• _What you will do_:
**A)** According to the page on attention backends, what is the lowest compute capability an NVIDIA GPU needs in order to run the CUTLASS FNA/FMHA kernels?
**B)** Please extend the page on attention backends, picking up right after its final sentence.

• _Document text_:
Backends
In this page, we list our available implementations for standard attention (FMHA), and neighborhood attention (FNA).
CUTLASS FNA / FMHA
Supported modes
- Inference (forward pass)
- Training (backward pass)
Visualization of FNA, as proposed in Faster Neighborhood Attention (2024).
Based on xFormers FMHA (a.k.a. memory-efficient attention), this kernel is based on the CUTLASS 2.X API, and targets multiple architectures: SM50 (Maxwell), SM70 (Volta), SM75 (Turing), and SM80 (Ampere). You can use these kernels on any NVIDIA GPU with compute capability >= 5.0, and both for training and inference.
Some newer architectures such as Hopper (SM90), and Blackwell (SM100) have much more performant dedicated kernels, but they are limited to inference for now.
This implementation fuses multi-dimensional tiling directly into the kernel, but at the same time may suffer from additional overhead of software predication. To read more about this, we refer you to our Generalized Neighborhood Attention paper, in which we also proposed solutions such as Token Permutation, which we use to build our Hopper and Blackwell kernels.
Finding configurations
You can use profiler dry runs to find configurations for any of our backends, and also find backends compatible with your device and use case. You can also use the following functions in your code.
Finding configurations for CUTLASS FMHA/FNA
natten.get_configs_for_cutlass_fmha
Returns CUTLASS FMHA configurations compatible with input tensor, if any.
Checks first if a CUDA tensor, and on a device with compute capability >= 5.0, and if so, returns forward pass configurations compatible with the specific compute capability, tensor dtype and head dim.
Each configuration for this operation is a tuple of two integers: (q_tile_size,kv_tile_size)
. These are arguments to natten.attention.

• _Extracted records_:
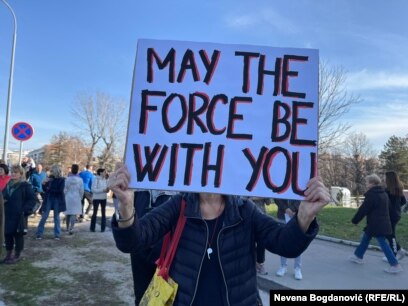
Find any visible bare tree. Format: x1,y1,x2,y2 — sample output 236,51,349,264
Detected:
344,133,378,196
42,132,88,172
71,92,127,166
98,96,127,171
319,61,362,152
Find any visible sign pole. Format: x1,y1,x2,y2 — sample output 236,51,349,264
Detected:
18,141,23,165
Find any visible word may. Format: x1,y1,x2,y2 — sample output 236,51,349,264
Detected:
146,48,309,99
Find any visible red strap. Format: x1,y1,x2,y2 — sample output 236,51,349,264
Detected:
157,199,186,280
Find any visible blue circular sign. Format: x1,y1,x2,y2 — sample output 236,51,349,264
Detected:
11,122,34,141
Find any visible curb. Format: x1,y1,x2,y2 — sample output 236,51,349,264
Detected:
257,235,408,292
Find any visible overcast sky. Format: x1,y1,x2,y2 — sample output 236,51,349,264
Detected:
0,0,408,150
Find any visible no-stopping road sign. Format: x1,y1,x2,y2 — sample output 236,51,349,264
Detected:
11,122,34,141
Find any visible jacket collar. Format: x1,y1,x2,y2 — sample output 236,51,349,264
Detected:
183,193,245,226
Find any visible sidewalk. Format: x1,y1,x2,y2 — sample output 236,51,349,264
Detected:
258,237,408,291
107,201,408,292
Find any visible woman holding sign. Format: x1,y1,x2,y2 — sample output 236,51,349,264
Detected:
109,166,330,306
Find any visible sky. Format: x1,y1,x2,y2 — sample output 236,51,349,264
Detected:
0,0,408,151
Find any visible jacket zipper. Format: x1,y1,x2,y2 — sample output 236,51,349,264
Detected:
190,217,210,306
217,222,239,305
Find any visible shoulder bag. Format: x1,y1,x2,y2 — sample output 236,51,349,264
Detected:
139,199,186,306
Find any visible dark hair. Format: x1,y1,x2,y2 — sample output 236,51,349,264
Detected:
71,164,79,174
385,171,404,197
0,164,9,175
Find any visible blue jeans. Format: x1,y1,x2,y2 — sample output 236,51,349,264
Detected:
281,214,302,269
36,200,61,237
354,232,398,266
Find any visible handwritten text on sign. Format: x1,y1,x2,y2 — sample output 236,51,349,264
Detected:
125,40,318,198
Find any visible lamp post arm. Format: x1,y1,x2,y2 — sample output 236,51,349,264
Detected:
2,0,17,163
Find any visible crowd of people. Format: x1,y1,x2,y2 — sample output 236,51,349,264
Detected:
0,159,407,305
0,157,109,264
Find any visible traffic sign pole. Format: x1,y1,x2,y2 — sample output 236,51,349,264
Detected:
11,122,34,165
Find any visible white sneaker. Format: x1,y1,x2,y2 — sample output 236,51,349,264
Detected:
276,267,288,276
295,268,303,280
396,249,405,260
384,264,404,274
256,263,268,275
349,254,364,265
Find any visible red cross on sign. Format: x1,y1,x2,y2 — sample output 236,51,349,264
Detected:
11,122,34,141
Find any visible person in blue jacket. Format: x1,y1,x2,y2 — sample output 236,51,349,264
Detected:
0,165,35,264
79,164,95,222
109,166,330,306
29,164,47,214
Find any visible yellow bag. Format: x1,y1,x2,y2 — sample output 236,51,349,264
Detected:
139,199,186,306
139,268,178,306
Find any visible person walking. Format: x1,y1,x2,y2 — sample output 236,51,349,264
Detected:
0,164,11,191
109,166,330,306
385,171,407,260
36,165,66,240
90,168,109,232
1,165,35,264
29,164,47,215
64,164,84,235
0,192,4,256
245,197,271,275
274,199,303,280
79,164,94,222
349,174,403,273
130,190,176,306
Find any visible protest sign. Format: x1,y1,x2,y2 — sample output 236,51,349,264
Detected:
125,40,319,199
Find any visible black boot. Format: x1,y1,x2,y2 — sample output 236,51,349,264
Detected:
0,250,13,264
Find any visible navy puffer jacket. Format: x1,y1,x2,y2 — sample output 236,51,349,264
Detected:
112,193,318,306
351,186,392,237
3,180,35,235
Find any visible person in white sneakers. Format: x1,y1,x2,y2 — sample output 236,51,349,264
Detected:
274,199,303,280
349,174,403,273
383,171,407,261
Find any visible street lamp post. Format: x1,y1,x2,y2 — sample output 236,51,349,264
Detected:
2,0,17,163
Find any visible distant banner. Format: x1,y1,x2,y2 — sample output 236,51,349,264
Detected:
125,40,319,199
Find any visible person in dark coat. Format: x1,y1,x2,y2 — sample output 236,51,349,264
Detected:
36,165,67,240
274,199,303,280
0,192,4,256
130,190,175,306
109,166,330,306
1,165,35,264
385,171,407,260
349,174,403,273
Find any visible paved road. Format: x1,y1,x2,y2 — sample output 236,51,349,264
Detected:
107,200,408,306
258,237,408,292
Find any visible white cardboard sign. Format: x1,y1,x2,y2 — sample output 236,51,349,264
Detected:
125,40,319,199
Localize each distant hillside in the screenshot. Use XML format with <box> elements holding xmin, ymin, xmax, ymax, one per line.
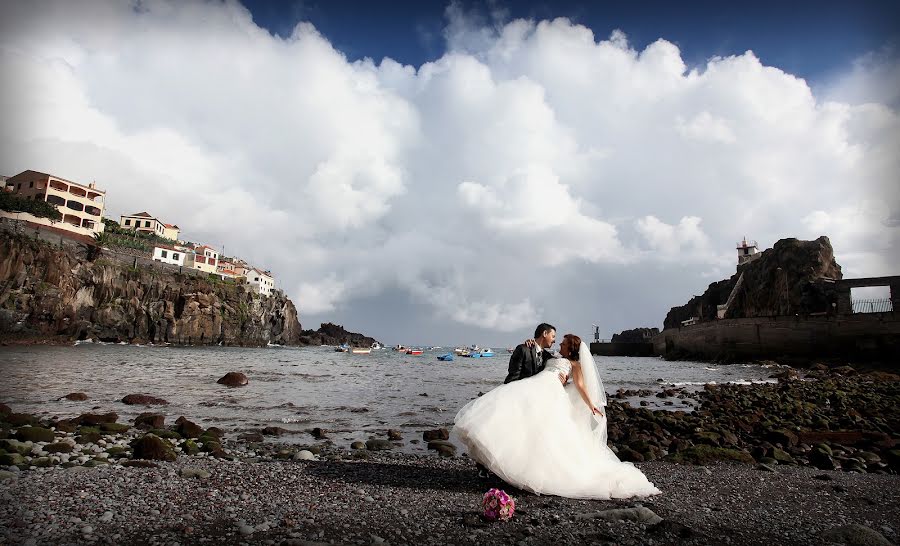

• _Responses per task_:
**A)** Compute capability 5.0.

**B)**
Parameters:
Name | Type | Description | Default |
---|---|---|---|
input_tensor
|
Tensor
|
Input torch tensor. Either Q, K, or V. Since NATTEN does not support GQA/MQA, or V with a different head dim, it doesn't make a difference which one is passed in. |
required |
Returns:
Type | Description |
---|---|
List[Tuple[int, int]]
|
List of tuples of two integers corresponding to query and KV tile sizes. |
natten.get_bwd_configs_for_cutlass_fmha
Returns CUTLASS FMHA backward pass configurations compatible with input tensor, if any.
Checks first if a CUDA tensor, and on a device with compute capability >= 5.0, and if so, returns backward pass configurations compatible with the specific compute capability, tensor dtype and head dim.
Each configuration for this operation is a tuple of two integers: (backward_q_tile_size,backward_kv_tile_size)
. These are arguments to natten.attention.
Parameters:
Name | Type | Description | Default |
---|---|---|---|
input_tensor
|
Tensor
|
Input torch tensor. Either Q, K, or V. Since NATTEN does not support GQA/MQA, or V with a different head dim, it doesn't make a difference which one is passed in. |
required |
Returns:
Type | Description |
---|---|
List[Tuple[int, int]]
|
List of tuples of two integers corresponding to query and KV tile sizes in the backward pass. |
natten.get_configs_for_cutlass_fna
Returns CUTLASS FNA configurations compatible with input tensor, if any.
Checks first if a CUDA tensor, and on a device with compute capability >= 5.0, and if so, returns forward pass configurations compatible with the specific compute capability, tensor dtype and head dim, and according to the rank of the token layout (1D/2D/3D).
Each configuration for this operation is a tuple of two integer tuples: (q_tile_shape,kv_tile_shape)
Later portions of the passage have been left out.